List every line of the data below that contains the word "part".

*Information supplied*
◇ ◇ ◇ ◇ ◇

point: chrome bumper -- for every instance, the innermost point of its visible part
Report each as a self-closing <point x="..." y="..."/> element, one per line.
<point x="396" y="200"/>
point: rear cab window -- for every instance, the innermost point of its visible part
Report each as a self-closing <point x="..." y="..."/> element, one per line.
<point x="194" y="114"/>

◇ ◇ ◇ ◇ ◇

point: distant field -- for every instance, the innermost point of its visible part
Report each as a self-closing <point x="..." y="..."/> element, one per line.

◇ ◇ ◇ ◇ ◇

*Finished answer*
point: chrome bumper -- for every instance, the innermost point of its visible part
point: rear cab window -- for every instance, the innermost point of its visible part
point: distant field -- for every instance, the innermost point of its visible part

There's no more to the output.